Give the data again exactly as written, skipping any pictures.

** BEGIN **

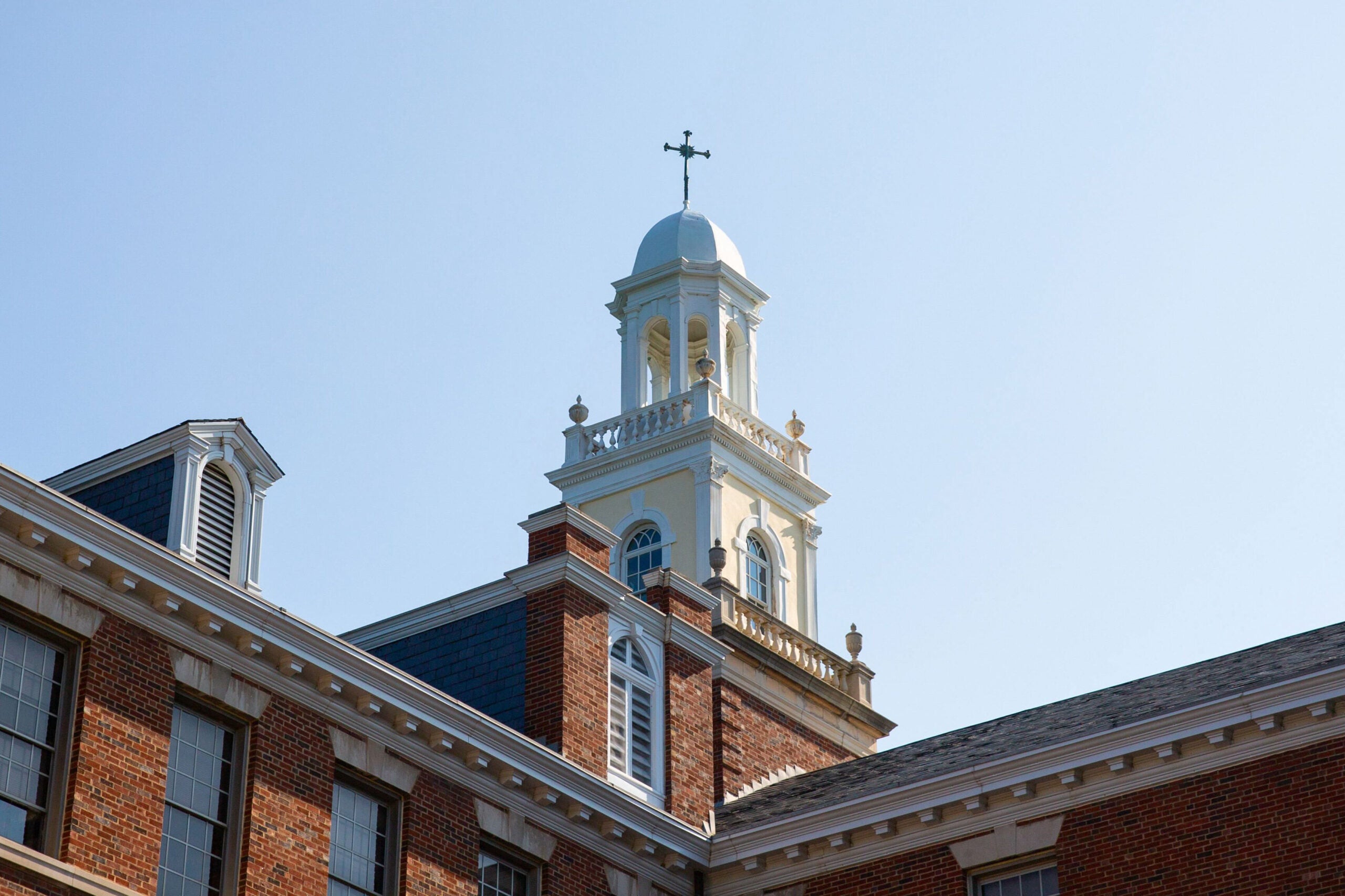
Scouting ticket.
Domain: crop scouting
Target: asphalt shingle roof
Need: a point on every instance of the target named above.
(1041, 727)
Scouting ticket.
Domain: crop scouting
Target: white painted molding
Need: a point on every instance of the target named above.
(373, 759)
(46, 599)
(514, 829)
(1007, 841)
(217, 680)
(59, 873)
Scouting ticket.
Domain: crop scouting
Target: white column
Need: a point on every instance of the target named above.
(186, 497)
(751, 372)
(715, 342)
(253, 535)
(678, 380)
(709, 516)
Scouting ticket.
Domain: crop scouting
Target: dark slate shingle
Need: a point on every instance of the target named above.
(1043, 727)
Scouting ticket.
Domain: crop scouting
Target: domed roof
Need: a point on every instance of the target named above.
(686, 234)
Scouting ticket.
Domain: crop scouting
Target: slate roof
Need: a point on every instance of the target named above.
(1041, 727)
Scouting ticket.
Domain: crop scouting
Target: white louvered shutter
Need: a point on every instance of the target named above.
(215, 521)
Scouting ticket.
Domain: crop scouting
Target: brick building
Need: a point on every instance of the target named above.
(640, 708)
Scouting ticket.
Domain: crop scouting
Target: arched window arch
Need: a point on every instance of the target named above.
(643, 552)
(631, 734)
(215, 520)
(758, 584)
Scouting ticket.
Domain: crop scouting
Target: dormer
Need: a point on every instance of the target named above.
(195, 489)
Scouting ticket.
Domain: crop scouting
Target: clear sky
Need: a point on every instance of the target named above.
(1058, 290)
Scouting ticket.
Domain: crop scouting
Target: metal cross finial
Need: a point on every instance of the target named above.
(686, 151)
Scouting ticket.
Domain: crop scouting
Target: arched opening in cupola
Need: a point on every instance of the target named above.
(658, 361)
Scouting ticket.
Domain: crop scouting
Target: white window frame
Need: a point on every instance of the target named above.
(653, 653)
(640, 552)
(781, 576)
(1007, 870)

** END **

Answer below:
Scouting ticket.
Domain: crop scouting
Target: asphalt shingle roof
Need: a point on every instance of the target named above.
(1041, 727)
Scouting ticket.
Domain: crop scouting
Target: white painted molding
Need: a point on every instance of the target named above.
(373, 759)
(46, 599)
(514, 829)
(1007, 841)
(217, 680)
(59, 873)
Scouting ticket.
Domain: crop scouting
Target: white column
Need: a point on every instance of the target named above.
(186, 497)
(751, 372)
(715, 342)
(253, 535)
(678, 380)
(709, 516)
Scouting ticket.
Domain: crop scouting
Target: dark slate shingle
Need: a point on every instance of the target named above.
(1043, 727)
Scouting ticket.
Domain: crop scouting
Target: domed roof
Need: a point on every instance of the target named above.
(686, 234)
Scouting ticket.
Domain: crop scouting
Target: slate roof
Need: a point on every instance of the target named above.
(1041, 727)
Scouting ticket.
Domain: crop scouting
Target: white louvered shutter
Need: a point on every instance of the target named above.
(215, 521)
Scouting ticket.
Domain: crop scouting
Target: brick building
Need: a point on every instance of the target named above.
(640, 708)
Scouting ticket.
Domain: crop scouting
Target: arched window arch
Need: a point on every instance of the target named above.
(643, 552)
(631, 734)
(215, 520)
(758, 584)
Scouting ticket.
Domain: crop scouting
Target: dormer
Need: a point on every instance of the target named above.
(195, 489)
Scouting ticket.
Domain: crop scouting
Target: clear sky
Need: a point on every instance of the target named above.
(1058, 290)
Scouting ticket.
Domain: crop scouting
Target: metal cross finial
Need: a point on every instance of the target named above.
(686, 151)
Scouting ticket.
Domain: crop scouting
Target: arched opening in cupola
Need: a point on every instance of the target named above.
(658, 361)
Scouting ticket.
Domain: crop scouting
Target: white window frame
Need: a point on every instance of the target named above.
(653, 653)
(640, 552)
(781, 576)
(1007, 870)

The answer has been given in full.